*** Opening Task input ***

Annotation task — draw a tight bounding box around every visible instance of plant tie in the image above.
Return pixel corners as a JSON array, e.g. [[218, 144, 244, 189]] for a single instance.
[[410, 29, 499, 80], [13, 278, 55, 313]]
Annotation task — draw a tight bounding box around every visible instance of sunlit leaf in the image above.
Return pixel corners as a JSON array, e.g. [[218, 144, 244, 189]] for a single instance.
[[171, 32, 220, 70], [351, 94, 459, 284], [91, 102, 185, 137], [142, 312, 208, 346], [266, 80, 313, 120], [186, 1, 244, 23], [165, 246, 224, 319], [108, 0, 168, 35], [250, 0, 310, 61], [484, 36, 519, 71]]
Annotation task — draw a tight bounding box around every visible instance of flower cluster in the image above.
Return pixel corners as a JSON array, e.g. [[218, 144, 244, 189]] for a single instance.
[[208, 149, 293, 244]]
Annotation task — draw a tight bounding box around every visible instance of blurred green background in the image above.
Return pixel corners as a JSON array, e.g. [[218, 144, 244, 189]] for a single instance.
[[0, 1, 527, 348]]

*** Closing Task input ***

## What you have to do
Output all of the data exactly as given.

## Written answer
Annotation task — draw a tight bounding box around every visible instance of plant tie in the image above.
Return pixel corners as a JSON array, e.g. [[218, 144, 244, 189]] for a single instance.
[[410, 29, 499, 80], [13, 278, 55, 313]]
Annotation task — draw a tight bounding box around every visible instance of sunlit leaf in the image above.
Return pixel corners as a JSON array, e.g. [[218, 144, 244, 189]] for a single instance.
[[171, 32, 220, 70], [351, 94, 459, 284], [91, 102, 185, 137], [142, 312, 208, 346], [266, 80, 313, 120], [186, 1, 244, 23], [165, 246, 224, 319], [108, 0, 168, 35], [250, 0, 310, 61], [484, 36, 519, 71]]
Annotation task — draw a tight bounding box around every visible instance of flower cluster in the image above.
Return pixel corners as a JSON array, e.g. [[218, 144, 244, 189]] for a single instance.
[[208, 149, 293, 244]]
Annotation task — draw a tight bounding box around every visible instance of blurred green background in the image above.
Return pixel corners as a JSON array, e.g. [[218, 144, 244, 189]] for a single instance.
[[0, 1, 527, 348]]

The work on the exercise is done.